(Annotated coordinate records)
· · · · · · ·

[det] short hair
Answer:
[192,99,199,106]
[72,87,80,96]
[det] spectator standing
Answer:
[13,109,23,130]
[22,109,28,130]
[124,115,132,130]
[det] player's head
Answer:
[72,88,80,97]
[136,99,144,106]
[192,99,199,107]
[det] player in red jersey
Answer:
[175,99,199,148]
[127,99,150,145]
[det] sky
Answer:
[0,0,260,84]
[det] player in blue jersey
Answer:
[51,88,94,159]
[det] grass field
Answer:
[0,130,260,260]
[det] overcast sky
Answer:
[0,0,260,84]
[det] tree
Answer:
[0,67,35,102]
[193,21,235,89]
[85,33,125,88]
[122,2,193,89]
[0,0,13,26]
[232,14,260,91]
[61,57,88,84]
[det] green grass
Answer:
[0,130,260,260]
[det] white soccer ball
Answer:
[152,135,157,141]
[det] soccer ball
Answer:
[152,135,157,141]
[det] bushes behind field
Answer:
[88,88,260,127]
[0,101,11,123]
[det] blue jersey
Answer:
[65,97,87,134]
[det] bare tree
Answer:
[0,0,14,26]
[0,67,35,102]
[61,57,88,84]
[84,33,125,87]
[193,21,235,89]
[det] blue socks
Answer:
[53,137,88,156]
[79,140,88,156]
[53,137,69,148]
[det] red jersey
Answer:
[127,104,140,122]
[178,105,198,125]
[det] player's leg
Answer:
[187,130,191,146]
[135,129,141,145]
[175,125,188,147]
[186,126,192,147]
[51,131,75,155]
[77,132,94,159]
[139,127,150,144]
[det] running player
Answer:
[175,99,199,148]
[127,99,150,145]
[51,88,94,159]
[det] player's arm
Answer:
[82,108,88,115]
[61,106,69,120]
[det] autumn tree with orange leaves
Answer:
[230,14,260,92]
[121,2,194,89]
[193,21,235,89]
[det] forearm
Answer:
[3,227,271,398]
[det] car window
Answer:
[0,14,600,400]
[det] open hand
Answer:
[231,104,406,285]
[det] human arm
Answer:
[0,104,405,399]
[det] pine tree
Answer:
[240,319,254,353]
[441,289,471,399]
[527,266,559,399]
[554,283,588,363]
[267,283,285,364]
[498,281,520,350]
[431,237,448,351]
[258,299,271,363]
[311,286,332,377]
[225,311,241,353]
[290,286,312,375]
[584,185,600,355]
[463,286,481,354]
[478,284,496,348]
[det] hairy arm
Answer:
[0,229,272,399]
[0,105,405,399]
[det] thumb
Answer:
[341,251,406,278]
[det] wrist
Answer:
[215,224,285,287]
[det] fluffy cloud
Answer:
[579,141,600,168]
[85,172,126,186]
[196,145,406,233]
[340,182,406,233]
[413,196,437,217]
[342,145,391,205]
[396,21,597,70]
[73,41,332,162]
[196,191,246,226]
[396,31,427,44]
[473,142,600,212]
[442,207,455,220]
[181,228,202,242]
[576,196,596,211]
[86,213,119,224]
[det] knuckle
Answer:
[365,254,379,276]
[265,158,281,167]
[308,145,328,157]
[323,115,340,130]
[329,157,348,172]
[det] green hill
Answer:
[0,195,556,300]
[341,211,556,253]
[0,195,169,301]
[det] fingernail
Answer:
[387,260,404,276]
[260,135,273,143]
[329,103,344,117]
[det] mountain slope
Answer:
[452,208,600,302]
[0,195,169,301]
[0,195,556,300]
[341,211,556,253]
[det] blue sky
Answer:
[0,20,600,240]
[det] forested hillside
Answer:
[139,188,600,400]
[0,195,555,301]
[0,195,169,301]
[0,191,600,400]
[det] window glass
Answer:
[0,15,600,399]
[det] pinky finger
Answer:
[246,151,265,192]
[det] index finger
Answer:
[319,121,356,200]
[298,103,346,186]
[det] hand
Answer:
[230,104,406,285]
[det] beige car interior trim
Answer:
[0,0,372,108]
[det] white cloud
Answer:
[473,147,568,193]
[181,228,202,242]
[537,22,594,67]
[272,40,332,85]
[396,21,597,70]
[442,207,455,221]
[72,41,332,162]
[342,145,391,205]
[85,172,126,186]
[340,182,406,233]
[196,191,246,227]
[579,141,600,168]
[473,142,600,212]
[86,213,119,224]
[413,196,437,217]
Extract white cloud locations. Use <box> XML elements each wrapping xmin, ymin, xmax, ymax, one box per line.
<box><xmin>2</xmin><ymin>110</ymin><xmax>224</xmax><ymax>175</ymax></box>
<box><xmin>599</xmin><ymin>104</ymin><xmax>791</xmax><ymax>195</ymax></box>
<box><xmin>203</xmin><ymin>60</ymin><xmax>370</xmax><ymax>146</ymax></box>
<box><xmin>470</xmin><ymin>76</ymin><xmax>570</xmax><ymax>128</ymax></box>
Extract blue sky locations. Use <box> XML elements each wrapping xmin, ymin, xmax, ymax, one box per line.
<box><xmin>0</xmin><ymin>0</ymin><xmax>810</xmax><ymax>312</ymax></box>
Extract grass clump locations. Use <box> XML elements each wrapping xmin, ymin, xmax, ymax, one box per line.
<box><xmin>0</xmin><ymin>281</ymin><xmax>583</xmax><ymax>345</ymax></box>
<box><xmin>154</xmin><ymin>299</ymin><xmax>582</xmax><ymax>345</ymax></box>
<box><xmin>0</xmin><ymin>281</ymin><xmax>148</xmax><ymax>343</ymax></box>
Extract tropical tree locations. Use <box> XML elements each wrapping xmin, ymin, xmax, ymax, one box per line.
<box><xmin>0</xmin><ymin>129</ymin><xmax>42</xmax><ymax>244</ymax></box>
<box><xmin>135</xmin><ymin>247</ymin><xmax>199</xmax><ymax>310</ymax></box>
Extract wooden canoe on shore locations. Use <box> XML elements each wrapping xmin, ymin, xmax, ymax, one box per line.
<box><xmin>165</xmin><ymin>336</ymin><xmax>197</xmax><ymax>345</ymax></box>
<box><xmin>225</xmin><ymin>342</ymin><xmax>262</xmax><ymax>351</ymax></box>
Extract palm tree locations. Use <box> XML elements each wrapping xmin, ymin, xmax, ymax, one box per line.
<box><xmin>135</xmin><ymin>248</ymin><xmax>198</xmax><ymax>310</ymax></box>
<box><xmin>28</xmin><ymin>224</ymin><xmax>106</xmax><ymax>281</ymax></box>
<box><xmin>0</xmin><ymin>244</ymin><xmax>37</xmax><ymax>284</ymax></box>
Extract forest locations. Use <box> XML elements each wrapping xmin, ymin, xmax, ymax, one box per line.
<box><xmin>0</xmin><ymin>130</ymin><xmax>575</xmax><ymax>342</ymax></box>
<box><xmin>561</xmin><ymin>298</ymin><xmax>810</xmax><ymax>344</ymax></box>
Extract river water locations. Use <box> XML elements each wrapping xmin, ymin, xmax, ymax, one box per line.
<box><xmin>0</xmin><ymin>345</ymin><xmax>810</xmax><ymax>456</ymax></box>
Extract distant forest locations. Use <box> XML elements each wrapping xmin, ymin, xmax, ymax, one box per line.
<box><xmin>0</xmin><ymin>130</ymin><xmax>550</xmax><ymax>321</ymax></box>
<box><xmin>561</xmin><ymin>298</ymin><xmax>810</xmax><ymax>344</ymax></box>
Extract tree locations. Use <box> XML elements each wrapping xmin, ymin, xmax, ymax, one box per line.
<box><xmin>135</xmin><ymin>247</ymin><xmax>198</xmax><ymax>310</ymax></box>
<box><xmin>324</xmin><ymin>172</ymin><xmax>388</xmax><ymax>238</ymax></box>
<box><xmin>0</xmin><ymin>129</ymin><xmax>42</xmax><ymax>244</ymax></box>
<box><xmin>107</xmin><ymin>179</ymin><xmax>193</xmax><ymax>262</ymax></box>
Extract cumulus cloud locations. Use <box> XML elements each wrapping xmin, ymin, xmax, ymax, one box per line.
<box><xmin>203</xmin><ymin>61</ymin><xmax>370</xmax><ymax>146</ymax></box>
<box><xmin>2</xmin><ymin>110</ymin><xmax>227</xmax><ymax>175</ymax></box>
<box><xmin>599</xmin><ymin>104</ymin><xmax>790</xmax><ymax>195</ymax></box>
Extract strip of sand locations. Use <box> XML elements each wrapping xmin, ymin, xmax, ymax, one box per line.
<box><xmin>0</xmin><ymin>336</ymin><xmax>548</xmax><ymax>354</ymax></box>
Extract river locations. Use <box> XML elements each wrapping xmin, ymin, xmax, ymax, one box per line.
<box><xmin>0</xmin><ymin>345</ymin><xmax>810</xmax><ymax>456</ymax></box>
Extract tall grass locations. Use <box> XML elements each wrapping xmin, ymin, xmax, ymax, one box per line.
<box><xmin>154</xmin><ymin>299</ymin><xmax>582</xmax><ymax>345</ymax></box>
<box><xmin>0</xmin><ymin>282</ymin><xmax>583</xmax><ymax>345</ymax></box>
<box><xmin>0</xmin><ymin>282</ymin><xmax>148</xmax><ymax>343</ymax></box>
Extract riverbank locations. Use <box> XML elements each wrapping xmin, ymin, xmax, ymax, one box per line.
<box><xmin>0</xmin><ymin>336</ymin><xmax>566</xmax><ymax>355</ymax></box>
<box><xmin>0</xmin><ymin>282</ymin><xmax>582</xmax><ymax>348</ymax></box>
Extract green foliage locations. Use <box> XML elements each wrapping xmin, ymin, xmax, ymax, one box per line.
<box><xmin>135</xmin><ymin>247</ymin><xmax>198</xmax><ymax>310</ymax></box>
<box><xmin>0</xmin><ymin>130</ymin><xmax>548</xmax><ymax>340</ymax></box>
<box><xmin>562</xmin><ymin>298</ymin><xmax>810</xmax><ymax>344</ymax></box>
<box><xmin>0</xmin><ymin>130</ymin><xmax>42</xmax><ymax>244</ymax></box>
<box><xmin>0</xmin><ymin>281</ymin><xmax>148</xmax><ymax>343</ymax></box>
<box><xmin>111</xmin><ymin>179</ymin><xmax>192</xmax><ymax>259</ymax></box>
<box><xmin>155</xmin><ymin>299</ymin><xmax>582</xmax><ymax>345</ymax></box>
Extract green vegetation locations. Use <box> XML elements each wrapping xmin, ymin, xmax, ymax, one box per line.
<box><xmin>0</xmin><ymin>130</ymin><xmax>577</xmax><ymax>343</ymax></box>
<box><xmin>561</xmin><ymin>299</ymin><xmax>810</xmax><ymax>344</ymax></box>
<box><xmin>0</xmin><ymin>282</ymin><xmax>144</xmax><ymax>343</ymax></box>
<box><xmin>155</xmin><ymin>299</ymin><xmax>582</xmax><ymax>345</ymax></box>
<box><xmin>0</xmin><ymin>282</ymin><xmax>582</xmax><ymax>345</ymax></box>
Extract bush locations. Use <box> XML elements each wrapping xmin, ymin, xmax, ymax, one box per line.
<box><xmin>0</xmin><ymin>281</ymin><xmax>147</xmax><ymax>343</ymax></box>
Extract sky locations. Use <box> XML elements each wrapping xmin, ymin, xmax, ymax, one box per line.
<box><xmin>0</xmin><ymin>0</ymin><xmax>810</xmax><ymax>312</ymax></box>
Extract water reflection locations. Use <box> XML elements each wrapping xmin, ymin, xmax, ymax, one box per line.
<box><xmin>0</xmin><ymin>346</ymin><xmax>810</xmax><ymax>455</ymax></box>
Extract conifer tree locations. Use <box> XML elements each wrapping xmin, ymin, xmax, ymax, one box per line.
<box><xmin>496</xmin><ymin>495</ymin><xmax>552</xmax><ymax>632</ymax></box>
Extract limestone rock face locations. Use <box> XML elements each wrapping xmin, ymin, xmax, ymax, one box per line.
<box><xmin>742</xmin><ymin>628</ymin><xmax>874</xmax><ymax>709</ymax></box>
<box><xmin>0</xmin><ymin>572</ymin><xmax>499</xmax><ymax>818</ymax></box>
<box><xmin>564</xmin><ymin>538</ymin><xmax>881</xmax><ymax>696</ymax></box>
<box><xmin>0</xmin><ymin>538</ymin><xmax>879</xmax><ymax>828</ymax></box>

· · · · · · ·

◆ **REQUIREMENTS**:
Copy out verbatim the lines starting with the one containing "[det] bare tree" and continuing through the one containing "[0,104,405,399]", including both of those lines.

◆ **FINAL ANSWER**:
[det] bare tree
Answer:
[0,0,14,26]
[0,67,35,102]
[61,57,88,84]
[84,33,125,87]
[193,21,235,89]
[det] blue socks
Answer:
[53,137,88,156]
[79,140,88,156]
[53,137,69,148]
[det] red jersey
Answer:
[127,104,140,122]
[178,105,198,125]
[det] player's leg
Answer:
[187,130,191,146]
[135,129,141,145]
[175,125,188,147]
[186,126,192,147]
[51,131,75,155]
[77,132,94,159]
[139,127,150,144]
[det] running player
Answer:
[175,99,199,148]
[127,99,150,145]
[51,88,94,159]
[det] player's arm
Answer:
[82,108,88,115]
[61,106,69,120]
[det] autumn tree with orange leaves
Answer:
[230,14,260,92]
[121,2,194,89]
[193,21,235,89]
[det] forearm
Answer:
[3,227,271,398]
[det] car window
Answer:
[0,14,600,400]
[det] open hand
Answer:
[231,104,406,285]
[det] human arm
Answer:
[0,104,405,399]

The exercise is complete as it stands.